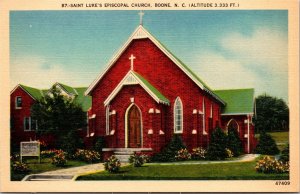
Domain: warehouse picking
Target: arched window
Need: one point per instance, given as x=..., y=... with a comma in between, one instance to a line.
x=107, y=119
x=232, y=124
x=178, y=116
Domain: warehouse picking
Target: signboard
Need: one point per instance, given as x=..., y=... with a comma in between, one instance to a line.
x=30, y=148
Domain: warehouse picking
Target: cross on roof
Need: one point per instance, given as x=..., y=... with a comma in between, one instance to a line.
x=141, y=13
x=131, y=58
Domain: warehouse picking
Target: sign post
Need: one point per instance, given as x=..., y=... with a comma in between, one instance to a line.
x=30, y=148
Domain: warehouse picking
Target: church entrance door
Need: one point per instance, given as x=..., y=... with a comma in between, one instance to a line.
x=134, y=127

──────────────────────────────

Aim of the task: Starting at the beginning of the data and going on through the line with "x=178, y=116", rewrite those lines with "arched window" swapped for "rounded window" and everything else left as is. Leave the pictures out of your answer.

The completed task:
Domain: warehouse picking
Target: rounded window
Need: one point per instance, given as x=..., y=... with a comma in between, one instance to a line.
x=107, y=119
x=232, y=124
x=178, y=116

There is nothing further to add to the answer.